Extrait fourni →
Bien entendu, si les titres cédés répondent à la définition des titres de participation et sont détenus depuis plus de deux ans par la société, cette plus-value peut bénéficier du régime prévu par l’article 219, I-a du CGI (« niche Copé ») et donc n’être soumise à l’impôt sur les sociétés qu’à hauteur de 12 % de son montant.

Pour la détermination de la nature à court terme ou à long terme de cette plus-value (moins de deux ans ou plus de deux ans), le délai de détention est décompté à partir de la date d’inscription des titres à l’actif de la société apporteuse.

- Dès lors qu’elles conservent leur objet, les provisions pour dépréciation ou pour risques et charges constituées par la société n’ont pas à être réintégrées dans son résultat imposable. Ces provisions doivent être reprises au bilan de la société bénéficiant des apports.

Quelles conséquences pour la société bénéficiaire de l’apport ?

- Les biens apportés doivent être repris au bilan de la société bénéficiaire de l’apport pour la valeur qu’ils avaient dans les écritures de la société apporteuse et, le cas échéant, continuer à être amortis à partir de leur valeur d’origine.

- En cas de cession par la société des biens qui lui avaient été apportés, sa plus-value imposable est calculée par différence entre leur prix de cession et la valeur pour laquelle ils avaient été repris au bilan, diminuée le cas échéant des amortissements pratiqués depuis l’apport.

Quels avantages procure-t-il ?

Exercice proposé 1 → Recopiez la première phrase de chaque paragraphe de l'extrait fourni qui commence par un tiret.

Enregistrements d'une collection:
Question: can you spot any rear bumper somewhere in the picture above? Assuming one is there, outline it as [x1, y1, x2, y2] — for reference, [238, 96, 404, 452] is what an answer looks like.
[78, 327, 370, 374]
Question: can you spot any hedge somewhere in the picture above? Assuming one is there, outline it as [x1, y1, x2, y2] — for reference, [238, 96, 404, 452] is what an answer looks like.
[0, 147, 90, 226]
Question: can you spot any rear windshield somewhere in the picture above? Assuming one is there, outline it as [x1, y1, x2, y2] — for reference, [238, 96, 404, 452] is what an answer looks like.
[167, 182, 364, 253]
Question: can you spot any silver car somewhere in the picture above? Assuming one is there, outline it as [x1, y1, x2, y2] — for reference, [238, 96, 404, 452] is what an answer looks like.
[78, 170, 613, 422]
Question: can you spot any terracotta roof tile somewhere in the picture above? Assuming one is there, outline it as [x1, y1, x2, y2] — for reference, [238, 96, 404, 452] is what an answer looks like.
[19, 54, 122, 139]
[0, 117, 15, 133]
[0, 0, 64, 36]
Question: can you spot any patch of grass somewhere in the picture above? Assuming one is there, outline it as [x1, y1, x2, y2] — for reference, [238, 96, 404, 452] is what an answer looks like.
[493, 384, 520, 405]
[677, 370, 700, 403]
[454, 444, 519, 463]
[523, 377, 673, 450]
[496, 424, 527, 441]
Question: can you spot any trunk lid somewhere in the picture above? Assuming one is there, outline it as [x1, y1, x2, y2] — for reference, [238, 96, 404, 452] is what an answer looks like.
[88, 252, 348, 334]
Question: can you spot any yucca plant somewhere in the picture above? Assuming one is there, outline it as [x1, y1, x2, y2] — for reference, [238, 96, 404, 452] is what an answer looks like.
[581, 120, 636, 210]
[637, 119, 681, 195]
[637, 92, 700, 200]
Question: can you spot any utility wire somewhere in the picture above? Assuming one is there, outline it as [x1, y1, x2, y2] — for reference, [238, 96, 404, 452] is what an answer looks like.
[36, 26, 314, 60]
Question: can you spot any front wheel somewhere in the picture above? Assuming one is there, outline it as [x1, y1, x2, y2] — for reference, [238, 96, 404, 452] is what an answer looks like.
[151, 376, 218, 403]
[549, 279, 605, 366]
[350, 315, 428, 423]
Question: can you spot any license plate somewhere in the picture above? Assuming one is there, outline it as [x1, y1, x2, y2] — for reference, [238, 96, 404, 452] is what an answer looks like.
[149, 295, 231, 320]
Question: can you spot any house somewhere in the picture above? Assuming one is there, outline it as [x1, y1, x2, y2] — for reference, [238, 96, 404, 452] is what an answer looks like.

Exercice proposé 2 → Modifiez les lignes des enregistrements qui vont de celle contenant « Question: can you spot any terracotta » à celle contenant « [496, 424, 527, 441] », bornes comprises. Remplacez « patch of grass » par « clump of grass » sans rien changer d'autre, et redonnez uniquement ces lignes.

Réponse complète 1 →
- Dès lors qu’elles conservent leur objet, les provisions pour dépréciation ou pour risques et charges constituées par la société n’ont pas à être réintégrées dans son résultat imposable.
- Les biens apportés doivent être repris au bilan de la société bénéficiaire de l’apport pour la valeur qu’ils avaient dans les écritures de la société apporteuse et, le cas échéant, continuer à être amortis à partir de leur valeur d’origine.
- En cas de cession par la société des biens qui lui avaient été apportés, sa plus-value imposable est calculée par différence entre leur prix de cession et la valeur pour laquelle ils avaient été repris au bilan, diminuée le cas échéant des amortissements pratiqués depuis l’apport.

Réponse complète 2 →
Question: can you spot any terracotta roof tile somewhere in the picture above? Assuming one is there, outline it as [x1, y1, x2, y2] — for reference, [238, 96, 404, 452] is what an answer looks like.
[19, 54, 122, 139]
[0, 117, 15, 133]
[0, 0, 64, 36]
Question: can you spot any clump of grass somewhere in the picture above? Assuming one is there, outline it as [x1, y1, x2, y2] — for reference, [238, 96, 404, 452] is what an answer looks like.
[493, 384, 520, 405]
[677, 370, 700, 403]
[454, 444, 519, 463]
[523, 377, 673, 450]
[496, 424, 527, 441]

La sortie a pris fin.